Work instruction :: In how many lines of these records does the word "necktie" appear? Give the number by itself.

-------- Extracted material

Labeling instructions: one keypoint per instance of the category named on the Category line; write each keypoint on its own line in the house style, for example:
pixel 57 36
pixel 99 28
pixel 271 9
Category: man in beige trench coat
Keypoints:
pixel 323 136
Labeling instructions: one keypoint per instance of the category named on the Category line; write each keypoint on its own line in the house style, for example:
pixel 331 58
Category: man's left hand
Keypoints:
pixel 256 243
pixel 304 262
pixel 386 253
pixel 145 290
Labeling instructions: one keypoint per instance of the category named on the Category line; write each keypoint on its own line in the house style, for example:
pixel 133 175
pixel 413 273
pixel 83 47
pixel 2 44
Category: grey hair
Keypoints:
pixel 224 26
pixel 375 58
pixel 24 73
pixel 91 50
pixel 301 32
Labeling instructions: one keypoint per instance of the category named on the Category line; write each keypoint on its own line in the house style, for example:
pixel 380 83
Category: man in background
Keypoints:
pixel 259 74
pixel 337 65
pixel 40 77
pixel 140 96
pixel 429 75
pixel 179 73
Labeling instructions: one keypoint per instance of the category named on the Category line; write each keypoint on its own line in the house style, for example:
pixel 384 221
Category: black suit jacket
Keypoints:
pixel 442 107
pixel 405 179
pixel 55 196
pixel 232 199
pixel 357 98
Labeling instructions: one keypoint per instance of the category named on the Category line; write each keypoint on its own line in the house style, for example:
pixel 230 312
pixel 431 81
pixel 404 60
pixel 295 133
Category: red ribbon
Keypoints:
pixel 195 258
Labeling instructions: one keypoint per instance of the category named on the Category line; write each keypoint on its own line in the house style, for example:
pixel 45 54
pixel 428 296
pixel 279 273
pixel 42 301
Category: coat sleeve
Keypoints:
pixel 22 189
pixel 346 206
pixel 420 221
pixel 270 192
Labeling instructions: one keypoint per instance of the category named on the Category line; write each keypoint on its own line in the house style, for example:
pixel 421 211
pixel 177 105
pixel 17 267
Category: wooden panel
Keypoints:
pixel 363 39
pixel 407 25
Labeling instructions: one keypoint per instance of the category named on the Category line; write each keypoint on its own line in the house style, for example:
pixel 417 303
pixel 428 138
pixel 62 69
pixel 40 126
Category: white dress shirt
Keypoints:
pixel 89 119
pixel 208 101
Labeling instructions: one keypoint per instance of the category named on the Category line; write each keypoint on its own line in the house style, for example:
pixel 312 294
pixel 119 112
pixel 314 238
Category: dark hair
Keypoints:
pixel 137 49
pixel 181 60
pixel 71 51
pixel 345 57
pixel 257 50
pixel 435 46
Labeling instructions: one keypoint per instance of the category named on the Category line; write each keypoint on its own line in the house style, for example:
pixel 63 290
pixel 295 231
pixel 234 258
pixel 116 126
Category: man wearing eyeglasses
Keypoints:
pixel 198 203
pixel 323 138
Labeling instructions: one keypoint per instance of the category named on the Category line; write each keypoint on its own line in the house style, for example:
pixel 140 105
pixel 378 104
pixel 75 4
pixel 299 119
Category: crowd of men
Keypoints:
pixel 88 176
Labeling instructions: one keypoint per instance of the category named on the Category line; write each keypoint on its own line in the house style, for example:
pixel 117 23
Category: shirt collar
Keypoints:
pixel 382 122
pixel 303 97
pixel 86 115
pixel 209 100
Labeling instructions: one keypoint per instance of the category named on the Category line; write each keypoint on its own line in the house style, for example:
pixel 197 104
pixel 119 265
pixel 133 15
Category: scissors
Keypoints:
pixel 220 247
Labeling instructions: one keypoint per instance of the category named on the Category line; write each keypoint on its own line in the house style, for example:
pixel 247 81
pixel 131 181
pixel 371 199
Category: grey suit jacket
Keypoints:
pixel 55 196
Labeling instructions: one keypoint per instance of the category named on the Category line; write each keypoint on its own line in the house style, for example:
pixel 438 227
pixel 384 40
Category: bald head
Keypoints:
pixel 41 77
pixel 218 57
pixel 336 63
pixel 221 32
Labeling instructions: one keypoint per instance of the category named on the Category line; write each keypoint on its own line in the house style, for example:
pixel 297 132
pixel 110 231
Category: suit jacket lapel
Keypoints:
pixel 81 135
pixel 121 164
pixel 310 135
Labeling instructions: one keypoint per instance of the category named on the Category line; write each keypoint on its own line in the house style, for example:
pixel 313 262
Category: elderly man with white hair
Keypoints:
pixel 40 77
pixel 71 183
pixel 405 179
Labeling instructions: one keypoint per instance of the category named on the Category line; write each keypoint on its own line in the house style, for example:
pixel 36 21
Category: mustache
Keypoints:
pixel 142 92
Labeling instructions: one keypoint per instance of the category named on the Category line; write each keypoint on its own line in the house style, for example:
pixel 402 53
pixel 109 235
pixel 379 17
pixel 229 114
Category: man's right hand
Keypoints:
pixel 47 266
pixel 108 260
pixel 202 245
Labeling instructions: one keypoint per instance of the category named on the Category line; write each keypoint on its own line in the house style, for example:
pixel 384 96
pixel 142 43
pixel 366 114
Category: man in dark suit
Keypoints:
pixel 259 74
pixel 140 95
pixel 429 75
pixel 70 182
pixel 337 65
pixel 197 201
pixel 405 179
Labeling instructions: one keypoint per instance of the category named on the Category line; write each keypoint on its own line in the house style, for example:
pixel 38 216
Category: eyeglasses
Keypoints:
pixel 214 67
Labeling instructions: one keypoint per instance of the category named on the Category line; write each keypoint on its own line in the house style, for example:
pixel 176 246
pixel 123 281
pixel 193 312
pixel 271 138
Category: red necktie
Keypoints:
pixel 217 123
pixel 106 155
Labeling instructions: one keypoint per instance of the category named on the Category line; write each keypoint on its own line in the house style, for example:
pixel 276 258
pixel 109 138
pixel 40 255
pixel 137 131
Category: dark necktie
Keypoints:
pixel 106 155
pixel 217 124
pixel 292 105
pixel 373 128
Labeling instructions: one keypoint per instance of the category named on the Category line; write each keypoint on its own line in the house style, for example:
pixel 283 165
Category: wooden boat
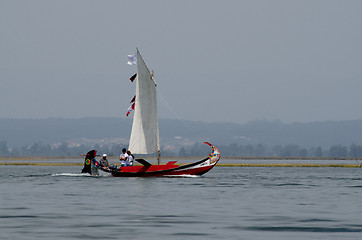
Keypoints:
pixel 144 137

----------------

Written response :: 2